-- START TEXT BLOCK --

Incremental / Concurrent GC
To reduce Stop-The-World (STW) time, GC work runs alongside application execution.
- Stop-The-World GC: Application completely paused during mark + sweep. Simplest implementation but long pause times (proportional to heap size)
- Incremental GC: Splits marking into small steps, interleaved with application execution. Each step's pause is short, but total GC time is longer (write barrier overhead)
- Concurrent GC: Runs marking on separate threads in parallel. Application pauses only at mark start and remark (final synchronization), which are extremely short
In concurrent GC, the application (mutator) and GC (collector) run simultaneously, so reference relationships can change during marking. Write barriers handle this.
Write Barriers
The mechanism for maintaining the tri-color invariant in concurrent/incremental GC. When the application (mutator) modifies a pointer, code is inserted to "notify" the GC.
Why Write Barriers Are Necessary
Consider this scenario:
1. GC has scanned object A and colored it black
2. Application executes A.field = C (C is white)
3. Application executes B.field = nil (removes B→C reference; B is gray/white)
4. GC scans B, but C is no longer referenced by B
5. C remains white → freed as garbage → alive object freed!This is the lost object problem. It occurs when a black→white reference is created (condition ①) and simultaneously all other paths to that white object are severed (condition ②).
Major Write Barrier Types
① Dijkstra Barrier (Insertion Barrier)When a pointer is written to reference a new object, the referent is shaded gray.
// Barrier inserted when executing A.field = C
writeBarrier(A, field, C):
shade(C) // shade C gray first (prevent black→white reference)
A.field = C // then perform the storeThe shade must happen before the store. If the order were reversed, a window would exist where black object A references white object C — a concurrent GC could see this and incorrectly free C.
Every newly referenced object becomes gray, ensuring it will be scanned. However, this conservatively shades many objects gray, increasing floating garbage (objects that are actually garbage but won't be collected this cycle).

-- END TEXT BLOCK --
-- START RECORDED DATA --

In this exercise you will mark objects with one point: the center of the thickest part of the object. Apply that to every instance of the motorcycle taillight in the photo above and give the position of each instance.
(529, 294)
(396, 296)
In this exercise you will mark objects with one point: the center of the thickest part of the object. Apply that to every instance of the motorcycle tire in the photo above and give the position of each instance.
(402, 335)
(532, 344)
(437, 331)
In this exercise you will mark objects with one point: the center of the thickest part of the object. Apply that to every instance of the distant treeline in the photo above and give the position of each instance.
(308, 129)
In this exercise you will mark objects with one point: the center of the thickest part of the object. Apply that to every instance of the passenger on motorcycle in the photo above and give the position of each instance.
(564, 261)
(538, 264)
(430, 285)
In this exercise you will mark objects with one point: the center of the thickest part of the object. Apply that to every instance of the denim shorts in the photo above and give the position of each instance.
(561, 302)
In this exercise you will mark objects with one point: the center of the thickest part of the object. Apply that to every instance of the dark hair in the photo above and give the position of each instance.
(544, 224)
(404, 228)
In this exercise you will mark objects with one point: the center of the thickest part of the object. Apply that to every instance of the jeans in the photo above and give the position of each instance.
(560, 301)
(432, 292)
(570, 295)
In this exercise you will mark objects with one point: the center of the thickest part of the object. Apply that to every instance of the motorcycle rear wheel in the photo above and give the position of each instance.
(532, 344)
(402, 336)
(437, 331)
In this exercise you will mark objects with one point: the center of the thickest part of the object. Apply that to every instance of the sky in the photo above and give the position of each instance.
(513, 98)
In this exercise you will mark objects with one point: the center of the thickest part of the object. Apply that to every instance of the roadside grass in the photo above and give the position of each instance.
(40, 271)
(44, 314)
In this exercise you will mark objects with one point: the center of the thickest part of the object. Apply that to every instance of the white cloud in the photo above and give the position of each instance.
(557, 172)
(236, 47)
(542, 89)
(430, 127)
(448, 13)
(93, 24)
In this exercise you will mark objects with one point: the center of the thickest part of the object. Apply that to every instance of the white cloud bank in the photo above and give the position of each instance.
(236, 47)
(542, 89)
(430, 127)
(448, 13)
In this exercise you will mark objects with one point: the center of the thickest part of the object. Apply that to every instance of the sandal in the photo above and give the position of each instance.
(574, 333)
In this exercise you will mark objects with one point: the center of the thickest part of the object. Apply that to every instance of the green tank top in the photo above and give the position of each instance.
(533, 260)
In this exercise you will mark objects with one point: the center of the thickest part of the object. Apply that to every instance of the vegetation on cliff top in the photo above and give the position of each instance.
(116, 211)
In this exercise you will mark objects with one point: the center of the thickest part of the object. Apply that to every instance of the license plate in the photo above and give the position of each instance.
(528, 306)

-- END RECORDED DATA --

**TASK TO COMPLETE**: According to the garbage collection text, at what points does a concurrent GC pause the application? The data entries stand apart from the garbage collection text.

**FINAL RESULT**: Only at mark start and at remark, the final synchronization.